▸ **Exercise**
Say how many lines in the entries contain "evenodd", giving only the number.

----- Extracted information

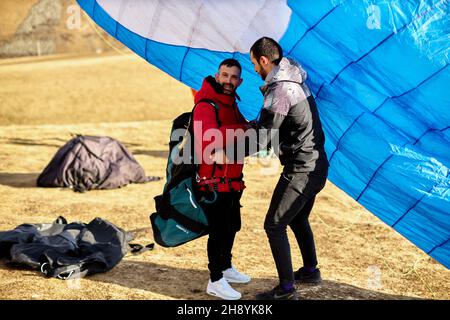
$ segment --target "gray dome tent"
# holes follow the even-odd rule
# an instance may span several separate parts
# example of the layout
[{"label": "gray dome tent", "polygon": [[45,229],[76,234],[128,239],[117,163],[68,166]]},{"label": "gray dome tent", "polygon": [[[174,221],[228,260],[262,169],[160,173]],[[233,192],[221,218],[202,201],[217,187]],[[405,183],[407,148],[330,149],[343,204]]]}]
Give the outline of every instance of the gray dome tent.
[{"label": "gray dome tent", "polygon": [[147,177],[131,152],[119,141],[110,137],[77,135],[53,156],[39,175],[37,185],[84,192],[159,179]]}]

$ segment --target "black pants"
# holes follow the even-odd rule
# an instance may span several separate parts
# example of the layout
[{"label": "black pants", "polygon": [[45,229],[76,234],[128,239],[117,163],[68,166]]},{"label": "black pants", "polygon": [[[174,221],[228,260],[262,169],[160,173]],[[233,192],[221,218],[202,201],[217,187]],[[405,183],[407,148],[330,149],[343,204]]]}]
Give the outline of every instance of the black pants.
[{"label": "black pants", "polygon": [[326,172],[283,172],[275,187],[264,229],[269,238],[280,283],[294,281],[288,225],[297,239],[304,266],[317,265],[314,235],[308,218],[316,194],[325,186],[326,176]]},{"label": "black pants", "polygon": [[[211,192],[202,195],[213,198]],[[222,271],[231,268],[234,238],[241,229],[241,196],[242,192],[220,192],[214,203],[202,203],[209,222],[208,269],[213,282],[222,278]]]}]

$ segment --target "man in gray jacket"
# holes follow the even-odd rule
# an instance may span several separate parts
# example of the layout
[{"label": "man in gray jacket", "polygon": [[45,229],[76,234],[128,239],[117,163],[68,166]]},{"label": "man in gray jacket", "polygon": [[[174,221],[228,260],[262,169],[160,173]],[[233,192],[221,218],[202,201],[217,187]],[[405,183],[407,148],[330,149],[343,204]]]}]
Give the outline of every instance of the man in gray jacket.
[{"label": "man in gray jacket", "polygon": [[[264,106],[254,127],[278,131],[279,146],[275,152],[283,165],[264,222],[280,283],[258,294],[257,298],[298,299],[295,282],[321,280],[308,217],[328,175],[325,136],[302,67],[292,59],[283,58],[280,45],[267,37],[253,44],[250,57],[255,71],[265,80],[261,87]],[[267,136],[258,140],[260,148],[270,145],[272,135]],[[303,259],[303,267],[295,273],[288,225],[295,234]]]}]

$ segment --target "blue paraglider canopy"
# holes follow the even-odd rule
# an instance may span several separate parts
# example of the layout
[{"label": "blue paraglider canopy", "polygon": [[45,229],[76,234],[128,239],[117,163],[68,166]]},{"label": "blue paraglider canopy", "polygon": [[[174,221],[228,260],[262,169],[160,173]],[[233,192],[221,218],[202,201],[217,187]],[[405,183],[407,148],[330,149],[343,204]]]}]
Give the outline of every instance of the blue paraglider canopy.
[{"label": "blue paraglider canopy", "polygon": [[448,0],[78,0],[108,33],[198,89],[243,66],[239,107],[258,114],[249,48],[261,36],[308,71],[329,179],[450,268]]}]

----------
----- Extracted information

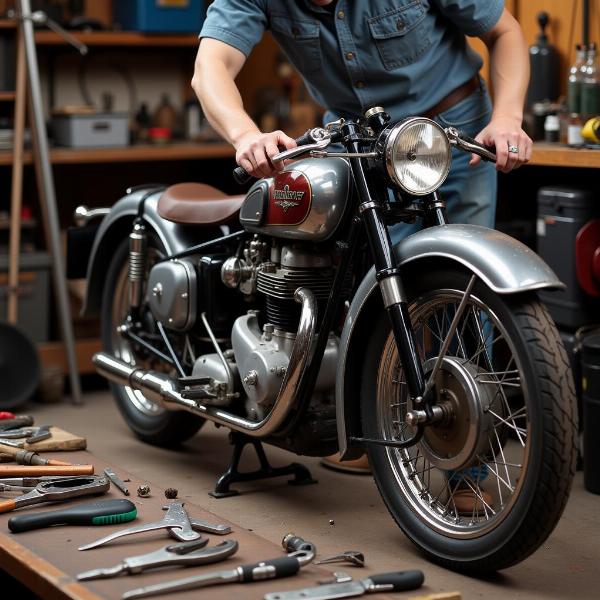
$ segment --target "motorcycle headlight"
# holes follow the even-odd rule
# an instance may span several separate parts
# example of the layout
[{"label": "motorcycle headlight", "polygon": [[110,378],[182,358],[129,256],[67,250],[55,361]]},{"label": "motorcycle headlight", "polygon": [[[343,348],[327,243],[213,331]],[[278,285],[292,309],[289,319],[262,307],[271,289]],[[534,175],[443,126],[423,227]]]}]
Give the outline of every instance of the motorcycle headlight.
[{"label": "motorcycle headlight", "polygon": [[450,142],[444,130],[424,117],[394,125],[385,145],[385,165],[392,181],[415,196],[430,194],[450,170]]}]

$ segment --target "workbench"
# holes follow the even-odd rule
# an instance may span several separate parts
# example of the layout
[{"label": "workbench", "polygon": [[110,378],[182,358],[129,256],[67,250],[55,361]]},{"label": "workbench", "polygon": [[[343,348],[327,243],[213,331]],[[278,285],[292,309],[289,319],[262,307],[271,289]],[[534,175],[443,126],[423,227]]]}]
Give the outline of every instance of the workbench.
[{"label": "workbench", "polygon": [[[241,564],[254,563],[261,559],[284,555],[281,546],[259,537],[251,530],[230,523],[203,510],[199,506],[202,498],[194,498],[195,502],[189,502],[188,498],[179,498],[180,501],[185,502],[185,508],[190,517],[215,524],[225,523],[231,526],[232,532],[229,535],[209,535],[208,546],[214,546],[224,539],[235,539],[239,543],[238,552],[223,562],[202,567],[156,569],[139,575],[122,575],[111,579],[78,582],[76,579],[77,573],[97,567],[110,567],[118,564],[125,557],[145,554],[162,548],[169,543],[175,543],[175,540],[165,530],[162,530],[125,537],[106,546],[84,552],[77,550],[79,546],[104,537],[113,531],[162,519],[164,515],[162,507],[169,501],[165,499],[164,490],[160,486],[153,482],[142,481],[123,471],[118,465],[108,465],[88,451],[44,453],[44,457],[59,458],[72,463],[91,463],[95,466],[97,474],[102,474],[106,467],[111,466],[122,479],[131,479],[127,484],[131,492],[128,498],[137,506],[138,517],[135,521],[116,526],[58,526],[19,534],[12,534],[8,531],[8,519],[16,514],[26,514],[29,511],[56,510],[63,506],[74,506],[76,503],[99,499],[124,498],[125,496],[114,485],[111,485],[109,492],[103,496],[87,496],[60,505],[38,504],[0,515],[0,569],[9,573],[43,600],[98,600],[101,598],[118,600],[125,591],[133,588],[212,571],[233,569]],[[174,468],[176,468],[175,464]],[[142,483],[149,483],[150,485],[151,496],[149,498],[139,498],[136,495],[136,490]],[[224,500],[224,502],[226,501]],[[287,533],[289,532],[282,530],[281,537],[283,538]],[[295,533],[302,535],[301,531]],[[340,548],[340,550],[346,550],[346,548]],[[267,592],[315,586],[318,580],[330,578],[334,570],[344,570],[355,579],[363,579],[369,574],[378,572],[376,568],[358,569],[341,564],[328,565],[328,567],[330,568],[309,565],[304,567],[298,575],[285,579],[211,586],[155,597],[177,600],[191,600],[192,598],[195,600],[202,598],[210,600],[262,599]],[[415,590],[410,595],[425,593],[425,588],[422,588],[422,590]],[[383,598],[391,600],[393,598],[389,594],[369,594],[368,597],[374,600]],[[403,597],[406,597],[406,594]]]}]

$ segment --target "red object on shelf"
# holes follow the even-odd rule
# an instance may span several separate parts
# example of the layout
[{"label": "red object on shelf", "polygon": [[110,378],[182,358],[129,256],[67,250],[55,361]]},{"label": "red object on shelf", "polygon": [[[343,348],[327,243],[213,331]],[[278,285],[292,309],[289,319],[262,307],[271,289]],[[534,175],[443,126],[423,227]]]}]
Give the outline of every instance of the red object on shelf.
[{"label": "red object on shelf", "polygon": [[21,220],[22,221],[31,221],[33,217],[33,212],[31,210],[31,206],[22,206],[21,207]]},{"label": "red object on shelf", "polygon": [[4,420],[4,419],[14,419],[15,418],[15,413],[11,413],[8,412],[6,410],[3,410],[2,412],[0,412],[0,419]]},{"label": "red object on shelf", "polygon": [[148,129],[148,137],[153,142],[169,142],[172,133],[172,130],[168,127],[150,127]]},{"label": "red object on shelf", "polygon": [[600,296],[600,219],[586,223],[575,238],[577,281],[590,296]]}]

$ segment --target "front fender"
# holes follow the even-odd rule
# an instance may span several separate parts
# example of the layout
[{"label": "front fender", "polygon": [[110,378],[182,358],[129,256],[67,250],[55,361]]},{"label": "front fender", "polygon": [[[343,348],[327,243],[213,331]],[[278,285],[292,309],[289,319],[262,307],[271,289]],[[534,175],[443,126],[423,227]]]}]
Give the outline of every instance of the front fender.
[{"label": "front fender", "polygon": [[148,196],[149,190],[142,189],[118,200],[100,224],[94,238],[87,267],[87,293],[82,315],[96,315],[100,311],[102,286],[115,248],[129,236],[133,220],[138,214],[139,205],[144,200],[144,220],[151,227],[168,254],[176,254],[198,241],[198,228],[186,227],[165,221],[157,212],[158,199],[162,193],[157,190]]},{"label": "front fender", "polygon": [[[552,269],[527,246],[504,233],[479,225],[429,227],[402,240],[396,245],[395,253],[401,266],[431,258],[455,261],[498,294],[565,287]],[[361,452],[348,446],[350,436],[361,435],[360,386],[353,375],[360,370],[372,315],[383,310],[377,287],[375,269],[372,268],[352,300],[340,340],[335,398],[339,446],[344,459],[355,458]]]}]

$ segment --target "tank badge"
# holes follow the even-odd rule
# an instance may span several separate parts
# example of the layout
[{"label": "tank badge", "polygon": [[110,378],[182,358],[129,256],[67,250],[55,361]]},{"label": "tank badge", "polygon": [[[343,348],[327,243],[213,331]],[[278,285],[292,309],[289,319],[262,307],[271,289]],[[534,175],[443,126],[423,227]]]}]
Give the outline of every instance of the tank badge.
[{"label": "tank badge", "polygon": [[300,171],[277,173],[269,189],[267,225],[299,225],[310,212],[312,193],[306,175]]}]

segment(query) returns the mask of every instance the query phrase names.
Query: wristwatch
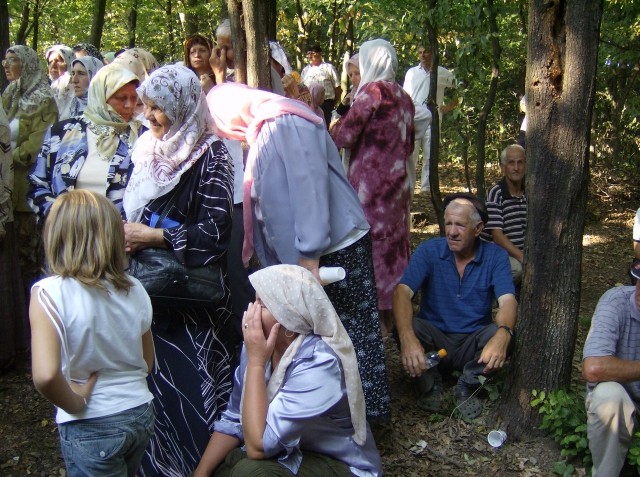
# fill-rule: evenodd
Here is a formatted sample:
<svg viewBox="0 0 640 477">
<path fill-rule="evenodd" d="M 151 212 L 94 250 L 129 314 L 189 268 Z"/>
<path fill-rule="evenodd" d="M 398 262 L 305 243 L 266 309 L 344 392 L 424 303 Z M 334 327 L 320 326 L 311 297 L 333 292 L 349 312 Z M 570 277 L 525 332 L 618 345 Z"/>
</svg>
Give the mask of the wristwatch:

----------

▸ **Written response**
3